- [TASK STATEMENT]: Reproduce all of the listing below without alteration.
* BEGIN SUPPLIED MATERIAL *
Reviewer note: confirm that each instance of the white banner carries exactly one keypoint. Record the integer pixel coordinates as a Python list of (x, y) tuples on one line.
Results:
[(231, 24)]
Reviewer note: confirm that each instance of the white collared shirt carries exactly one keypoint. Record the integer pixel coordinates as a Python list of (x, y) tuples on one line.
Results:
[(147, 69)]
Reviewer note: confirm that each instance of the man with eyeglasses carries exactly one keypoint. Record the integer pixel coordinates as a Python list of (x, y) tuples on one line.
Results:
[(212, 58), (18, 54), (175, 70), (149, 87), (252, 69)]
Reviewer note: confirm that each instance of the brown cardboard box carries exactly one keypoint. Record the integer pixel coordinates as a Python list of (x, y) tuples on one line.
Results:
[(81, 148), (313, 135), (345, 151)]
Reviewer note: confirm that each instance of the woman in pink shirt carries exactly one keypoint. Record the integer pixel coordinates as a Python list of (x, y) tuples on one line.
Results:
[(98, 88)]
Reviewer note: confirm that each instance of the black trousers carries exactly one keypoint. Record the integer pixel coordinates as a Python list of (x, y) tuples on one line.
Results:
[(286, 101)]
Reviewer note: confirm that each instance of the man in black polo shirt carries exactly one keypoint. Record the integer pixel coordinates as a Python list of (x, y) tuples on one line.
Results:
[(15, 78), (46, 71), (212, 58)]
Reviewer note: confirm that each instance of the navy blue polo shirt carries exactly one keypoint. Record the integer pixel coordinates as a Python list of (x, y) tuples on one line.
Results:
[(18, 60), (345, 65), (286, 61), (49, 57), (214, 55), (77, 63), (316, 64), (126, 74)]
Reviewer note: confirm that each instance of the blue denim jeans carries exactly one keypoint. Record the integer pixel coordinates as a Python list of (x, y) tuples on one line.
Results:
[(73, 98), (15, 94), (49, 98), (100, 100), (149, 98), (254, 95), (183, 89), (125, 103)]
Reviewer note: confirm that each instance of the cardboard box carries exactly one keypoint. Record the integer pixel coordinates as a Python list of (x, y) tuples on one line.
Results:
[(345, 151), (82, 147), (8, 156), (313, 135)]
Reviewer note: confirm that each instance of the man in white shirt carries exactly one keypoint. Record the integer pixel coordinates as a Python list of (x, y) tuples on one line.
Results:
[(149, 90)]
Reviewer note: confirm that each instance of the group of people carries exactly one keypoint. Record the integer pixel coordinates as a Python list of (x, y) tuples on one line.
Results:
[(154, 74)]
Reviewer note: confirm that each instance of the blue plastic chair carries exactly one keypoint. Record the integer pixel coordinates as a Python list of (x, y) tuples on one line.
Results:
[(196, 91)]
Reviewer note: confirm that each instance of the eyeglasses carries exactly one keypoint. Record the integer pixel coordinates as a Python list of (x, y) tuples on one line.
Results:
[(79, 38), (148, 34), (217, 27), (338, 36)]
* END SUPPLIED MATERIAL *
- [ANSWER TO THE EXERCISE]:
Reviewer note: confirm that each instance of the white banner carries exactly one keypoint. Record the integer pixel coordinates as a Python list of (x, y) tuples on one line.
Results:
[(231, 24)]
Reviewer note: confirm that each instance of the white collared shirt carries exactly one keypoint. Record the integer pixel coordinates as a Python list of (x, y) tuples on one line.
Results:
[(147, 69)]
Reviewer note: confirm that each instance of the man with eyeglasses carries exactly one keypoint. Record the integer pixel coordinates as a Python list of (x, y) tuples on one line.
Results:
[(212, 58), (18, 54), (175, 70), (149, 87), (252, 69)]
Reviewer note: confirm that each instance of the brown cardboard box carries exactly one keypoint. Record the integer pixel coordinates as a Python list of (x, y) tuples on one line.
Results:
[(81, 148), (313, 135), (345, 151)]
Reviewer note: confirm that each instance of the woman in pink shirt carries exactly one keypoint. Record the integer pixel coordinates as a Python list of (x, y) tuples on one line.
Results:
[(98, 88)]
Reviewer note: confirm that each instance of the black trousers carries exactly one keypoint. Record the integer pixel coordinates as a Python list of (x, y) tuples on one line.
Results:
[(286, 101)]
Reviewer note: confirm that each instance of the man in black polo shirt carries exactly one keypoint. Record the integer pixel coordinates as a Python list of (x, y) tuples on one line.
Results:
[(15, 78), (46, 71), (212, 58)]
Reviewer note: confirm that each instance of the navy blue polo shirt carries exactly one keypoint. Record the integer pixel coordinates as a Python list of (x, y) tuples on one line.
Results:
[(18, 60), (345, 65), (286, 61), (49, 57), (214, 55), (77, 63), (316, 64), (126, 74)]
Reviewer note: confirm that each instance of the blue denim jeans carries exactly one keypoint. Record the integer pixel coordinates as a Python list of (x, y) tuples on one line.
Results:
[(73, 98), (15, 94), (49, 98), (100, 100), (149, 98), (254, 95), (183, 89), (125, 103)]
Reviewer note: confirm that each instance of the cardboard box carries exactly one keypoint. Record the integer pixel coordinates as a Python list of (x, y) tuples on one line.
Results:
[(345, 151), (82, 147), (8, 156), (313, 135)]
Reviewer note: confirm that each instance of the man in white shirt carries exactly one keypoint. Record the integer pixel coordinates as a Python list of (x, y) tuples on one line.
Results:
[(149, 90)]
Reviewer note: confirm that each instance of the group of people carries exactly one keypoint. Record the integer pixel coordinates as a Python list of (x, y) tuples on one line.
Results:
[(154, 74)]
Reviewer note: confirm that each instance of the blue plastic chair carries exactly one keypoint. Record the integer pixel coordinates as a Python list of (x, y) tuples on one line.
Results:
[(196, 91)]
Reviewer note: confirm that each instance of the eyeglasses carries exactly one keypoint. Record the integer pixel coordinates as a Python list of (x, y) tuples on one line.
Results:
[(79, 38), (148, 34), (217, 27), (338, 36)]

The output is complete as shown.